EXERCISE PASSAGE:

════

Coping with the Empty Nest

THIS SUMMER a pair of barn swallows lived up to their name and nested on a crossbeam in my family’s barn. Other than spiders and mice and stray cats, they were the first animals to call that barn home since the Eisenhower administration. These days, the barn serves largely as my family’s personal Superfund cleanup site: Everything goes there that is either too big to transport to the nearby landfill in a station wagon or too toxic to keep in the house.

In any case, throughout June and July I savored those birds. I watched the adults sculpt their cup-shaped nest, and then the mother’s patience as she sat on the eggs and, eventually, fed the four yawning yellow chasms that passed for mouths.

At the end of July when the swallows flew away, I placed what I thought was an innocuous status message on my public Facebook webpage. Facebook, for those of you who have lives, is a popular networking site on the Web and an absolute black hole when it comes to time. I wrote, “Chris understands why they call it an empty nest.” The result? Dozens of sympathy e-mails from people around the country who presumed this was my poetic way of announcing to the world that my wife’s and my only child had just left for boarding school. People who I will never meet but have read a book or two of mine were offering me lengthy treatises on how to cope with the fact that my beloved 14-year-old daughter had left home. At the time, my teenager was still very much with me, and I was convinced these kind souls were overreacting. I was going to be fine!

════

DATA TO EXAMINE:
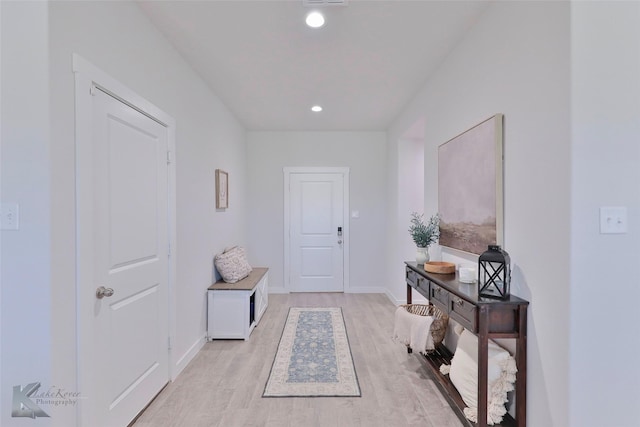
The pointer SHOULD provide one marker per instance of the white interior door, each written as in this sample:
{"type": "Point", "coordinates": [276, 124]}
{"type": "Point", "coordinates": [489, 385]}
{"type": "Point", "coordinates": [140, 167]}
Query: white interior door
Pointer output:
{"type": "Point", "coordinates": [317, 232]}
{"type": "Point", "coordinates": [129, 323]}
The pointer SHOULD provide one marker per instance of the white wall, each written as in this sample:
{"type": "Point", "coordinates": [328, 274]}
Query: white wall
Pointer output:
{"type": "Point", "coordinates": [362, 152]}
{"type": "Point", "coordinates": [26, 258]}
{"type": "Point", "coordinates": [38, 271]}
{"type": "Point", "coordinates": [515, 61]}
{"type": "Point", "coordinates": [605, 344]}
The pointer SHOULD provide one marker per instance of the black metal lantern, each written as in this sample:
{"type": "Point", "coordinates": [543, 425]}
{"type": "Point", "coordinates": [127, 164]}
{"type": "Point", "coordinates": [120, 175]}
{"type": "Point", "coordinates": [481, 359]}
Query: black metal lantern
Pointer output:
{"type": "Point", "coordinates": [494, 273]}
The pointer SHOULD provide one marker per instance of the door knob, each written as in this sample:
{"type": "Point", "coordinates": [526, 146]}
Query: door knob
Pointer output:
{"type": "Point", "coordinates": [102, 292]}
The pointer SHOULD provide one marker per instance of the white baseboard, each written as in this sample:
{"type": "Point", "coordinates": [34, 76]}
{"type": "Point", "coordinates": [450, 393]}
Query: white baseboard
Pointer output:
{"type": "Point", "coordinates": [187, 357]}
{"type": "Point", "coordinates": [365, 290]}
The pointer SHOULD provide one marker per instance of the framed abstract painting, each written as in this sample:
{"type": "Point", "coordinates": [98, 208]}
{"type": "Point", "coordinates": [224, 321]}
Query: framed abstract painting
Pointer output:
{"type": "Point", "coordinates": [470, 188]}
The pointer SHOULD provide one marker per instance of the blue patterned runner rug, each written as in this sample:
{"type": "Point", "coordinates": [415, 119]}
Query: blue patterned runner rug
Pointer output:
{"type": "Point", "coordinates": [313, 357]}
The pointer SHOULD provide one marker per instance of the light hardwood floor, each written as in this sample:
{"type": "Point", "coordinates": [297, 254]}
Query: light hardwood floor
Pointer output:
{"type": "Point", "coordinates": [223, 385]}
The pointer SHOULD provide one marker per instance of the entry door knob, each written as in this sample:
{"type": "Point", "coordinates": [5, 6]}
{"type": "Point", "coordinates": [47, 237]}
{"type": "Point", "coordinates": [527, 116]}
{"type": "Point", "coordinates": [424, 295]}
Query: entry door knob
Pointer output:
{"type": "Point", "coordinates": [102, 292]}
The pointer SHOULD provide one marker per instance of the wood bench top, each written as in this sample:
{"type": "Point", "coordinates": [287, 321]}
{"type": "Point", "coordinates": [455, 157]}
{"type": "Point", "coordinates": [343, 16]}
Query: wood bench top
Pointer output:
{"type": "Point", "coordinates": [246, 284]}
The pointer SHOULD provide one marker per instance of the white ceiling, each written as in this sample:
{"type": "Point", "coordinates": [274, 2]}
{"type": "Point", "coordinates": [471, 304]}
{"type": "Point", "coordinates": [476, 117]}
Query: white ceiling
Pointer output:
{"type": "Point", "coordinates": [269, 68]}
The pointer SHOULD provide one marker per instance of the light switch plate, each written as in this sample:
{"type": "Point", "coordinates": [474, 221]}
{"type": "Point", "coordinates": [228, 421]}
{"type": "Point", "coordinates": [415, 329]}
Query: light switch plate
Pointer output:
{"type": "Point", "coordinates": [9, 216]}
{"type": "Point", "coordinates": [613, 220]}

════

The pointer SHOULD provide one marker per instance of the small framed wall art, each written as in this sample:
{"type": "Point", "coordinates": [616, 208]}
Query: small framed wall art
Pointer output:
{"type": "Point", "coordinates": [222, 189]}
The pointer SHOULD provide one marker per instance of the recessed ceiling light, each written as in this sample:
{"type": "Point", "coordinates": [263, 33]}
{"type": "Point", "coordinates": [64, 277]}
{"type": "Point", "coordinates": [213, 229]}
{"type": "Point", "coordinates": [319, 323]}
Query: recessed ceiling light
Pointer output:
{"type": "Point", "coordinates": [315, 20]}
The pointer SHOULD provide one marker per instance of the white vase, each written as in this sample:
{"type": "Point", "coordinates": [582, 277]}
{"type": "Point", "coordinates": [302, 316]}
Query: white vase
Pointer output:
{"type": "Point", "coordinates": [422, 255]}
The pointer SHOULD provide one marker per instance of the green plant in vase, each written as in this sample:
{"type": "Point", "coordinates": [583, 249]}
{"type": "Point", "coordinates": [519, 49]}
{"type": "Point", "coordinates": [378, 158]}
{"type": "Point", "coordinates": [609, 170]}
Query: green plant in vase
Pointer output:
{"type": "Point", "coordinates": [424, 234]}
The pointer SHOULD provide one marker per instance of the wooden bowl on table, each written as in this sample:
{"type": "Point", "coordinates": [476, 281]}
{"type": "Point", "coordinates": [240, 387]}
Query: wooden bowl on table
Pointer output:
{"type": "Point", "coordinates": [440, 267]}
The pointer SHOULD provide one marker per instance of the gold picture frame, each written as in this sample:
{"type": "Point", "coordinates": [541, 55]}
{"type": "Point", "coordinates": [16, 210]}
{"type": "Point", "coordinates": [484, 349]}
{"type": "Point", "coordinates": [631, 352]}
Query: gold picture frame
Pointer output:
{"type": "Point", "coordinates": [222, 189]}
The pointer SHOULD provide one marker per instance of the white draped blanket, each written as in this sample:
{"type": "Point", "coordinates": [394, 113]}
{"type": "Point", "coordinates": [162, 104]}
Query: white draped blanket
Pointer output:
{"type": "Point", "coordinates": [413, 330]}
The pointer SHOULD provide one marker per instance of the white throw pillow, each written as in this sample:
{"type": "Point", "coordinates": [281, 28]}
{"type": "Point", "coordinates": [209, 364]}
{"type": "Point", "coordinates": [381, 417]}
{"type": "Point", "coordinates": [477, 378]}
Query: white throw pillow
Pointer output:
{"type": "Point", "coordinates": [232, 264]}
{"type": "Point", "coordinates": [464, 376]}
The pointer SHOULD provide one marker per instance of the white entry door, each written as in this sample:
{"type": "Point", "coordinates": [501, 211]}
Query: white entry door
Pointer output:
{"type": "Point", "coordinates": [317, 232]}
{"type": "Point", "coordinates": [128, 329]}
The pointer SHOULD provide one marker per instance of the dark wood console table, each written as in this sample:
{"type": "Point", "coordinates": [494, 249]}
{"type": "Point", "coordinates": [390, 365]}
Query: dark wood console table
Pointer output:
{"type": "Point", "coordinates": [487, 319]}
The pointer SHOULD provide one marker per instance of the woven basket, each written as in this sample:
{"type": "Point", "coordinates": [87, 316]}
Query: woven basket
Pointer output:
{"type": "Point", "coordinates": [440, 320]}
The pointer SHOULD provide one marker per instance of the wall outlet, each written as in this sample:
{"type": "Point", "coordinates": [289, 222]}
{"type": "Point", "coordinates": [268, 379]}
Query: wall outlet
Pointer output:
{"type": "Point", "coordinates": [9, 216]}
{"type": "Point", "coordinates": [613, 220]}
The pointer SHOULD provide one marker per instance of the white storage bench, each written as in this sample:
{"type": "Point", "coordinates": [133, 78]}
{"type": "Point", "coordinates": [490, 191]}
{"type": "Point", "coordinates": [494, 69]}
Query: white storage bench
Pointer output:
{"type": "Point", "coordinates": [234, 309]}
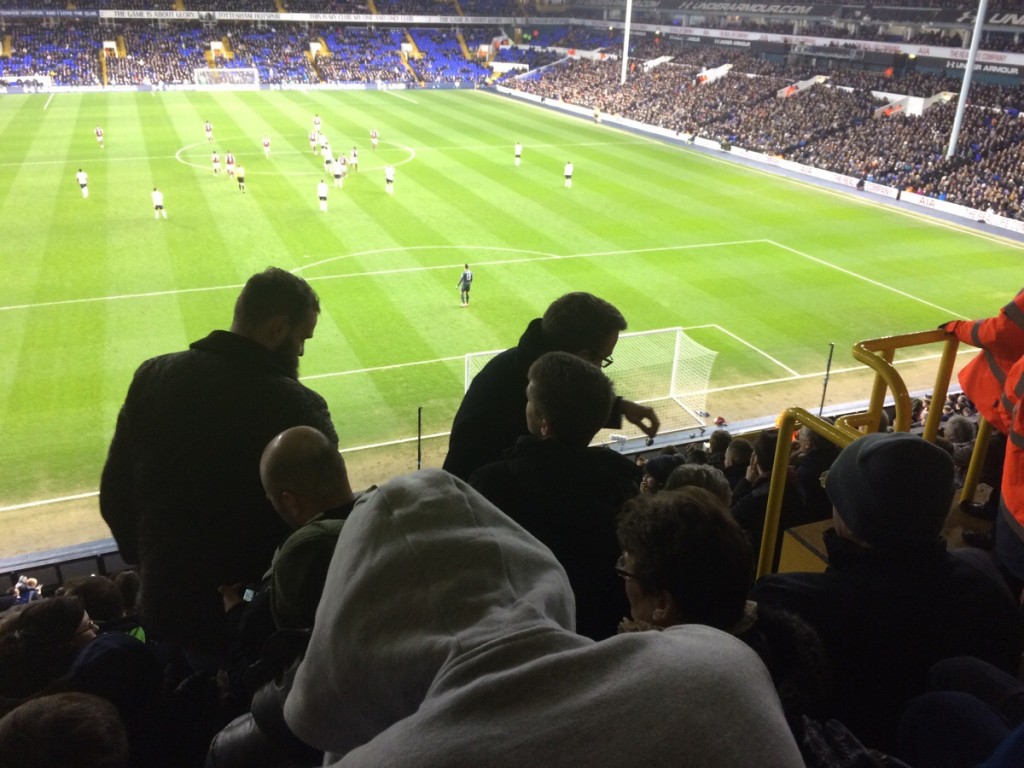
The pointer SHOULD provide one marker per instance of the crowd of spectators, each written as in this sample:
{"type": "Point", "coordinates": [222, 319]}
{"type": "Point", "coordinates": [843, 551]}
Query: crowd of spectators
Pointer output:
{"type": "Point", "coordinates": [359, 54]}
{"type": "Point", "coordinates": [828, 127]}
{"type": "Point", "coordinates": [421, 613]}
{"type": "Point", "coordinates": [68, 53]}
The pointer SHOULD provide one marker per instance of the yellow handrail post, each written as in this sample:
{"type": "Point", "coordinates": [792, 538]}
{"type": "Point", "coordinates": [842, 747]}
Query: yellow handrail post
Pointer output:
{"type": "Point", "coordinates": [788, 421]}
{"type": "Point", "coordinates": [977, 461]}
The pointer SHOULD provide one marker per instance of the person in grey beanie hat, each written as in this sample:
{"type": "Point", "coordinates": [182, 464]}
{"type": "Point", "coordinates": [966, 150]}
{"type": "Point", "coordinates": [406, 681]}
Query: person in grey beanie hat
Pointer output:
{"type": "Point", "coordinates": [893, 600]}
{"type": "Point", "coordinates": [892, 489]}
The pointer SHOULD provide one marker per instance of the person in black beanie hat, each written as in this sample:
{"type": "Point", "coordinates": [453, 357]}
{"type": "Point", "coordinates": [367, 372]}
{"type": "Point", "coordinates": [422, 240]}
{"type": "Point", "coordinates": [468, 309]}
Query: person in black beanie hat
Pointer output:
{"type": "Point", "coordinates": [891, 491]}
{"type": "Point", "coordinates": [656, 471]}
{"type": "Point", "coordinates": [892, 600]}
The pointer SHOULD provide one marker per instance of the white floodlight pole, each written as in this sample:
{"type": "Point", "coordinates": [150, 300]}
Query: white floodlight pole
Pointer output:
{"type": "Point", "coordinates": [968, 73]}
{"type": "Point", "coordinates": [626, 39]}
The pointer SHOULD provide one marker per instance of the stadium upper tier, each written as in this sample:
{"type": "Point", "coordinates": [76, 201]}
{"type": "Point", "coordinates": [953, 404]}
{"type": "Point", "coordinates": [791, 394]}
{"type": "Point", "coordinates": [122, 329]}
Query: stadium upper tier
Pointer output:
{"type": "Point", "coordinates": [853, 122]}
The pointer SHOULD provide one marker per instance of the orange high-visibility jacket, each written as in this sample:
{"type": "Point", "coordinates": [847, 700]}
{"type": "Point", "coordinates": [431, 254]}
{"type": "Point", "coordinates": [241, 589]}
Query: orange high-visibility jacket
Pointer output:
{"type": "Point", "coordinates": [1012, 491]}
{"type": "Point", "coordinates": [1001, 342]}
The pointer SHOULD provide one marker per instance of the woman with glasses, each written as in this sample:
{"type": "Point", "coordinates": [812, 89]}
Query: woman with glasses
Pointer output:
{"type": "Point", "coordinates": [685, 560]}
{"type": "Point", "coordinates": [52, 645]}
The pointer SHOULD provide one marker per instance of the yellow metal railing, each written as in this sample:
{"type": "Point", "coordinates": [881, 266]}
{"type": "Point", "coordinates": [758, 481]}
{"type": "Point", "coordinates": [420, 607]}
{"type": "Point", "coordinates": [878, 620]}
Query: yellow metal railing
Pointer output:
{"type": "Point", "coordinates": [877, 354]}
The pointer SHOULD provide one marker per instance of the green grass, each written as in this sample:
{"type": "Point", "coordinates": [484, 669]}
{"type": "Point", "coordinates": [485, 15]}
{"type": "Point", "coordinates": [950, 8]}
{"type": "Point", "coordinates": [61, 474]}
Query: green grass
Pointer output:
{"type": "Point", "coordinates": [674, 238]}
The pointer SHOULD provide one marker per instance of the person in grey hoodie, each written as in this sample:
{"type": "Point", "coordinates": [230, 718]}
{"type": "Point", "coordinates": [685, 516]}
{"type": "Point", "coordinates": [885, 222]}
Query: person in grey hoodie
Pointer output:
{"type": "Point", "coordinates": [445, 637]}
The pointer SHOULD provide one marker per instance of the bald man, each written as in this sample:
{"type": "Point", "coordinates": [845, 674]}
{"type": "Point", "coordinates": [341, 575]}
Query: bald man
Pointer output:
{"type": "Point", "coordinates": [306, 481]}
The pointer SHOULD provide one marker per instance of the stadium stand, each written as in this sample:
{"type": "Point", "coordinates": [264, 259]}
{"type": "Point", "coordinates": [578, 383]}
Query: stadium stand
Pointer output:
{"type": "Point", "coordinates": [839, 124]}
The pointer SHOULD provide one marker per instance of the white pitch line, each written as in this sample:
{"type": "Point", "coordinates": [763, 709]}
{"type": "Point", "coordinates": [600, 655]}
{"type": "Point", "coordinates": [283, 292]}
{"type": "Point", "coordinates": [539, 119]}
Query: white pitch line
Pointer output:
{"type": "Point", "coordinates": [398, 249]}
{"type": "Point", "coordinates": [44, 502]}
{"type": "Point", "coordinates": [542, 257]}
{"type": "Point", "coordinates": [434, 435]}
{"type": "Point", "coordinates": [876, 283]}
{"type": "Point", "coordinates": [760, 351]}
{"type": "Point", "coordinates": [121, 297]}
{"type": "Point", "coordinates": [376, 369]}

════

WHAT IS NEEDED: Reproduce, word for word, the passage of the empty-nest essay above from "At the end of" to "to be fine!".

RESPONSE TO THE TASK:
At the end of July when the swallows flew away, I placed what I thought was an innocuous status message on my public Facebook webpage. Facebook, for those of you who have lives, is a popular networking site on the Web and an absolute black hole when it comes to time. I wrote, “Chris understands why they call it an empty nest.” The result? Dozens of sympathy e-mails from people around the country who presumed this was my poetic way of announcing to the world that my wife’s and my only child had just left for boarding school. People who I will never meet but have read a book or two of mine were offering me lengthy treatises on how to cope with the fact that my beloved 14-year-old daughter had left home. At the time, my teenager was still very much with me, and I was convinced these kind souls were overreacting. I was going to be fine!